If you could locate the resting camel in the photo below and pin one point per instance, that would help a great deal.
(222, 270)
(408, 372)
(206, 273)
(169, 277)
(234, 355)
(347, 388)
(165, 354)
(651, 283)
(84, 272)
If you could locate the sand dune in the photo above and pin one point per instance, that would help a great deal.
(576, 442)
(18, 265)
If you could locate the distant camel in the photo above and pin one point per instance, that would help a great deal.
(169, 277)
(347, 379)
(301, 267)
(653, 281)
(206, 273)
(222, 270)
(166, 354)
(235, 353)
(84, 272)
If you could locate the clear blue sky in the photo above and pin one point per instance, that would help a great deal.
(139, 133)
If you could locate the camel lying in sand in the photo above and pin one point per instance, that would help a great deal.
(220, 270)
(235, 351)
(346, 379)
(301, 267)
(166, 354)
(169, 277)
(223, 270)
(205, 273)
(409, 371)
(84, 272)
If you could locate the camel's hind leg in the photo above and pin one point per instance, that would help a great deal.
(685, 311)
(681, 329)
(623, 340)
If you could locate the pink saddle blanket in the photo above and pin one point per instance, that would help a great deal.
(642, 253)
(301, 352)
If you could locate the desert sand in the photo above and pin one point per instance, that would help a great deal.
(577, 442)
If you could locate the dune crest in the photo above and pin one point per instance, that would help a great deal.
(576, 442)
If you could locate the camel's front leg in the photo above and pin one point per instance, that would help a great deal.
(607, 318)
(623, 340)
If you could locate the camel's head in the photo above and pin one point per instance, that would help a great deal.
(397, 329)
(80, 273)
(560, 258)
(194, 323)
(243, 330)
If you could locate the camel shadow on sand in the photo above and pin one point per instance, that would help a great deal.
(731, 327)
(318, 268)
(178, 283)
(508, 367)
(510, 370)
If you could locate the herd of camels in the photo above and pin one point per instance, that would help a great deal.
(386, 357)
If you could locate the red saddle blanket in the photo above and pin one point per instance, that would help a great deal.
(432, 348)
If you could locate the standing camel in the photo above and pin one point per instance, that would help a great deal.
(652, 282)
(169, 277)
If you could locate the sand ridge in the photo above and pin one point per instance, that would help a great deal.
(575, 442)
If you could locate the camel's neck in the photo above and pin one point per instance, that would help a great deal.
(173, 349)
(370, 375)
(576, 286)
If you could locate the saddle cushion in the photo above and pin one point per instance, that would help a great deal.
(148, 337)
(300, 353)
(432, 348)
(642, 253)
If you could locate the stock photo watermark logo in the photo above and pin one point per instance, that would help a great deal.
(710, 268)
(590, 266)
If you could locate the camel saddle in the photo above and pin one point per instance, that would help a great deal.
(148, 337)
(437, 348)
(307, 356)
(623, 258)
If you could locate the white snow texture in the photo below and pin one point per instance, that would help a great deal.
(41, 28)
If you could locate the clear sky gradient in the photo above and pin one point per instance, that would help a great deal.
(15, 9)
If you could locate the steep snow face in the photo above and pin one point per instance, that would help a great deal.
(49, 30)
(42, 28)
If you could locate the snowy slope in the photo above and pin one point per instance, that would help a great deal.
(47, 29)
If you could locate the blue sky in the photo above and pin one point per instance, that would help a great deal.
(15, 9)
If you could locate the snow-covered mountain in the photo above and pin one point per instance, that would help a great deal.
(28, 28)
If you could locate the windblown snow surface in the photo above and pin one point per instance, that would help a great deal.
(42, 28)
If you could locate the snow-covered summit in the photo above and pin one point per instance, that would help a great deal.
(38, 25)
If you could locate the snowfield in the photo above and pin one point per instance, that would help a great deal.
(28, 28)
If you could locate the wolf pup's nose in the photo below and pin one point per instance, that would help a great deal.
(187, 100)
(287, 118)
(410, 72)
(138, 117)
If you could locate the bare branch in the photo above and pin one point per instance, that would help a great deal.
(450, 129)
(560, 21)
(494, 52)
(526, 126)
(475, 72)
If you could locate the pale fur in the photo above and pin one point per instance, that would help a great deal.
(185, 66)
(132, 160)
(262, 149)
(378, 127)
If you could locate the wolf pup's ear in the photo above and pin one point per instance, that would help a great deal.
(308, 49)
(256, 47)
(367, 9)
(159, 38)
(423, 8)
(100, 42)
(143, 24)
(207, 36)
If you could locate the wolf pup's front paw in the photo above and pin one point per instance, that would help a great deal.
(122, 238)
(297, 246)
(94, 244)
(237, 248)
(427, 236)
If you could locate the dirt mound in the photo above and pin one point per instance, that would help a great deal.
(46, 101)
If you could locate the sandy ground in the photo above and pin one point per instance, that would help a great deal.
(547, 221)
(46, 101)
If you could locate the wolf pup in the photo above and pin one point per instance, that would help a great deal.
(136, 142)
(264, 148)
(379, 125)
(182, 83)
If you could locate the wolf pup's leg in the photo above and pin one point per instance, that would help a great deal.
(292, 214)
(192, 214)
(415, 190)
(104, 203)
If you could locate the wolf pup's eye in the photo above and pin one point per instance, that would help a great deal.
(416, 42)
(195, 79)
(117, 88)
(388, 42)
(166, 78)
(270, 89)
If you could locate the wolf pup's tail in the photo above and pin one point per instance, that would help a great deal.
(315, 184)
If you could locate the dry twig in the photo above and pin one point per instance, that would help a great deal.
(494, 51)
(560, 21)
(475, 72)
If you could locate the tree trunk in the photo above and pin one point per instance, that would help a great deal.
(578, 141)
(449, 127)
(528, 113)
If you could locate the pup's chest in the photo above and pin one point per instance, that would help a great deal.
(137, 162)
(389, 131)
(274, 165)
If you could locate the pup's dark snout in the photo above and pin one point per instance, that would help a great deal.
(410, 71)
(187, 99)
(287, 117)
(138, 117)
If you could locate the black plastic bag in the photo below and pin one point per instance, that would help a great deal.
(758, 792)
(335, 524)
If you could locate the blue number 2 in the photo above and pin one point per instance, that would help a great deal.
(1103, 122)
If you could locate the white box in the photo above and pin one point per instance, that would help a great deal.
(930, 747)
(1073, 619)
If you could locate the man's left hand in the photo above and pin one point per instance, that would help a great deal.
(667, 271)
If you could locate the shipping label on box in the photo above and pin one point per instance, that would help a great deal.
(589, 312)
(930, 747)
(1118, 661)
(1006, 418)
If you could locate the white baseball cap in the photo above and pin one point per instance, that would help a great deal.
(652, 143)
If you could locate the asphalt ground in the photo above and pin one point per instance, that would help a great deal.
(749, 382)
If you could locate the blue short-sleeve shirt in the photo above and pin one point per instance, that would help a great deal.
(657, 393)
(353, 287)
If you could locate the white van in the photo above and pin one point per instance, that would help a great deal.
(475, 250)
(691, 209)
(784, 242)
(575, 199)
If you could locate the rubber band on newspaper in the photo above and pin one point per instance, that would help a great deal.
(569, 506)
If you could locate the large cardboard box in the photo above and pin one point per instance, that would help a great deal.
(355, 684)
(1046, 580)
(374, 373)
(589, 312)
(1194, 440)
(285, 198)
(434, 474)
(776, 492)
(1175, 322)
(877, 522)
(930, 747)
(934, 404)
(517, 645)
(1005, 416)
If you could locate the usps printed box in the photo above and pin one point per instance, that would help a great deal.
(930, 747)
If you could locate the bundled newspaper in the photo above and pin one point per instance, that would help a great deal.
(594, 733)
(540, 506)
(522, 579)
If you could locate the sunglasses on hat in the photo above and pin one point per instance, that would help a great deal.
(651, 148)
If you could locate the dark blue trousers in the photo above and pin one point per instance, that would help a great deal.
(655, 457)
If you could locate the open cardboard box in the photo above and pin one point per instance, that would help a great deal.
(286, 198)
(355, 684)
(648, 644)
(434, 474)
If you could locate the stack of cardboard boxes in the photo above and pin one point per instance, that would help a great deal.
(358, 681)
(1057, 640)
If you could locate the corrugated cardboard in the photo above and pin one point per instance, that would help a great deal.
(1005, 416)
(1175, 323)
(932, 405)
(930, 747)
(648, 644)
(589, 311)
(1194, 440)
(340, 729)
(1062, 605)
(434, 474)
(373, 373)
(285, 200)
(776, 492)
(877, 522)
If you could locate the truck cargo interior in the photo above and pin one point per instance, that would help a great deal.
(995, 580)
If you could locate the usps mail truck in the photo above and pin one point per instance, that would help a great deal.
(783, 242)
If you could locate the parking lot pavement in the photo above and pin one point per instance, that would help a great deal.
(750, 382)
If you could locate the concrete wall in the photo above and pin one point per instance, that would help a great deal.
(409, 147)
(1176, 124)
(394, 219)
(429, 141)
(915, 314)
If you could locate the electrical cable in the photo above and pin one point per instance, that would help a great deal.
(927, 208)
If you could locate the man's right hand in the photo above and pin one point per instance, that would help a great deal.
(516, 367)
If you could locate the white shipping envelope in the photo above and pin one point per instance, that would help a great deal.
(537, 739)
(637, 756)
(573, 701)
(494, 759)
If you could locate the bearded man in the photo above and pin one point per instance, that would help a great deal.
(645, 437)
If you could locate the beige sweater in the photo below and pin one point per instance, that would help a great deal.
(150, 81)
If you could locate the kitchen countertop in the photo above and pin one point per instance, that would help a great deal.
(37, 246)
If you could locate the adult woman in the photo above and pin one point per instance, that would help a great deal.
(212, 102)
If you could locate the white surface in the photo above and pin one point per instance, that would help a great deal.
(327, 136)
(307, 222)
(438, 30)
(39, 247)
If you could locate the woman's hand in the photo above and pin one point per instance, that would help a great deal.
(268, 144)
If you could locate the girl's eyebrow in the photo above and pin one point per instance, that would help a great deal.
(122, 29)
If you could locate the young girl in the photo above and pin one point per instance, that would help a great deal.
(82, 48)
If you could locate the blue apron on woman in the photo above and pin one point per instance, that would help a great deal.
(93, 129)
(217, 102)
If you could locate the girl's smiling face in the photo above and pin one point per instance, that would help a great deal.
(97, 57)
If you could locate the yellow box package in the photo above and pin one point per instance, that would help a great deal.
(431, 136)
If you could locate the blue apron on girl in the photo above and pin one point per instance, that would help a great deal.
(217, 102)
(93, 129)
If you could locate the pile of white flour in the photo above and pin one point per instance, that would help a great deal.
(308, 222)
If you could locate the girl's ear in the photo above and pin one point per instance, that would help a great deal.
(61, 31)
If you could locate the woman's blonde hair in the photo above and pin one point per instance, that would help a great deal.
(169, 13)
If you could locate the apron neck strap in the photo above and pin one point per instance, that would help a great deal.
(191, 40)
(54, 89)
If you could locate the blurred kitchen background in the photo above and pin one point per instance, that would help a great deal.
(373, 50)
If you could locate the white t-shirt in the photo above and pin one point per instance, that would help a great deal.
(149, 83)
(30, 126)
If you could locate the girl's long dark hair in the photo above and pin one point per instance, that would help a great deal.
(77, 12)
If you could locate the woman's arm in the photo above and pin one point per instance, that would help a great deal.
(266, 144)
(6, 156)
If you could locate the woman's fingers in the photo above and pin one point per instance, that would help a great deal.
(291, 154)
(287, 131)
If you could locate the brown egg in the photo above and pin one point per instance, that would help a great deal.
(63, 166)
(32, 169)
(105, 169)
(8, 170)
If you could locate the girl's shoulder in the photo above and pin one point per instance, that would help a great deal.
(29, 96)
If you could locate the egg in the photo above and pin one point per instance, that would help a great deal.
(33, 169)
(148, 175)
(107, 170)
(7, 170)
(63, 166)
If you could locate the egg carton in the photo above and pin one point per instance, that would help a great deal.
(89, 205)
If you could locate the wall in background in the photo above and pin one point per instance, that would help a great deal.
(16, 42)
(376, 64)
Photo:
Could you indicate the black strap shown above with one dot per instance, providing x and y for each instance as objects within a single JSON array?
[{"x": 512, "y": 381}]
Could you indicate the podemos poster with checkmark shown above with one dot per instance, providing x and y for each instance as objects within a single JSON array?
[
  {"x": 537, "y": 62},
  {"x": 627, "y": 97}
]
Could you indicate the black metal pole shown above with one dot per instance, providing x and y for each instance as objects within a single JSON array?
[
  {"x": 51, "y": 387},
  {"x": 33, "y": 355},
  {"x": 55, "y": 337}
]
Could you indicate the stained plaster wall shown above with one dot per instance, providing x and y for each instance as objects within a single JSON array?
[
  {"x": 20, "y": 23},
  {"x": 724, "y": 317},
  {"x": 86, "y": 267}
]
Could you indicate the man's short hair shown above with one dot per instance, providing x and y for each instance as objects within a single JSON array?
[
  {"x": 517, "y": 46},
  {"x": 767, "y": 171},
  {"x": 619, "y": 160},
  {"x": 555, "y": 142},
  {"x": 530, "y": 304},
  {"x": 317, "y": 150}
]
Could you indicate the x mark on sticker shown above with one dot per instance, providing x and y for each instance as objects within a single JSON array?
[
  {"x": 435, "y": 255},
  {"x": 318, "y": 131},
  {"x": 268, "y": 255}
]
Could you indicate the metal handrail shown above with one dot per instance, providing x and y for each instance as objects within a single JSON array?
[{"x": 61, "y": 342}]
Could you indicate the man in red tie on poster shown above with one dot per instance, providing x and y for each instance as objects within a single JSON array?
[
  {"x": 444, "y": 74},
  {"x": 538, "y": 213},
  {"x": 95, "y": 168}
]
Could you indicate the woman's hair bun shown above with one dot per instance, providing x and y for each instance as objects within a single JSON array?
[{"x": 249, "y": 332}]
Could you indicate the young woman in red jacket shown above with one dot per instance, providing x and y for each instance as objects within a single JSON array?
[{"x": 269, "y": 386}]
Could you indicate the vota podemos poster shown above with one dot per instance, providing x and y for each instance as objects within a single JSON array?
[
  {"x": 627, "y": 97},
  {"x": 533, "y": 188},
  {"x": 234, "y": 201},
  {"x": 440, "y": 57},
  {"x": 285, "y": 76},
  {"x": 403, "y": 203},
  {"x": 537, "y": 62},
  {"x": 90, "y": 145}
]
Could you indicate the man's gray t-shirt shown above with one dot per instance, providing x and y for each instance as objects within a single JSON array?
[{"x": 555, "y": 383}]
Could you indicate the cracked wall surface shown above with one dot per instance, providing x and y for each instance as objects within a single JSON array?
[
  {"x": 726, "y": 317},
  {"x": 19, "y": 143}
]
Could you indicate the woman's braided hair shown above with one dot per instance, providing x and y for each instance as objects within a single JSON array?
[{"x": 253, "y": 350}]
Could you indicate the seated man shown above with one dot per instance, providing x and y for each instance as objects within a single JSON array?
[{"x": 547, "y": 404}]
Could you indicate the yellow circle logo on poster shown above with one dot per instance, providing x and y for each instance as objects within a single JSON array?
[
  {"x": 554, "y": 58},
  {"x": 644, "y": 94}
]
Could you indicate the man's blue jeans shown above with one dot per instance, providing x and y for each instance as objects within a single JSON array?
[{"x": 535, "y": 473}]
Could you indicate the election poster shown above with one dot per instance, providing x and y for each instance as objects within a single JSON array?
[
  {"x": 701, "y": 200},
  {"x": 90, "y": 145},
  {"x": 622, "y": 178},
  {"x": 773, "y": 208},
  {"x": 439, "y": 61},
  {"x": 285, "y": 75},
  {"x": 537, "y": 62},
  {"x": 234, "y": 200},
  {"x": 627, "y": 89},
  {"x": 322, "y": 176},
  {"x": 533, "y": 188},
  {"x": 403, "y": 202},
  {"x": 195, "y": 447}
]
□ □ □
EXERCISE DETAILS: Reproduce exactly the line containing "Could you indicate the woman's braided" and every line after it through the end of the records above, and nothing else.

THE OUTPUT:
Could you indicate the woman's braided hair shown above with one dot per instance, providing x and y for each instance as objects within a single JSON array?
[{"x": 253, "y": 350}]
Could you indicate the seated man shown above with one dot per instance, providing x and y for each instance as objects within a single JSON array?
[{"x": 547, "y": 404}]
Could you indicate the yellow circle logo on poster shown above with one dot per instance, providing x and y for each instance as objects within a single JSON array?
[
  {"x": 554, "y": 58},
  {"x": 644, "y": 94}
]
Could you indicate the man's blue jeans shown above with one dot per instance, providing x and y for each instance as objects within a single JSON array?
[{"x": 535, "y": 473}]
Could you indicate the election poster shown above with one dot per instance, providing x and y for each instance as objects within a single JSON array?
[
  {"x": 701, "y": 200},
  {"x": 90, "y": 145},
  {"x": 622, "y": 178},
  {"x": 773, "y": 208},
  {"x": 439, "y": 61},
  {"x": 285, "y": 75},
  {"x": 537, "y": 62},
  {"x": 234, "y": 200},
  {"x": 627, "y": 89},
  {"x": 322, "y": 176},
  {"x": 533, "y": 188},
  {"x": 403, "y": 202},
  {"x": 195, "y": 447}
]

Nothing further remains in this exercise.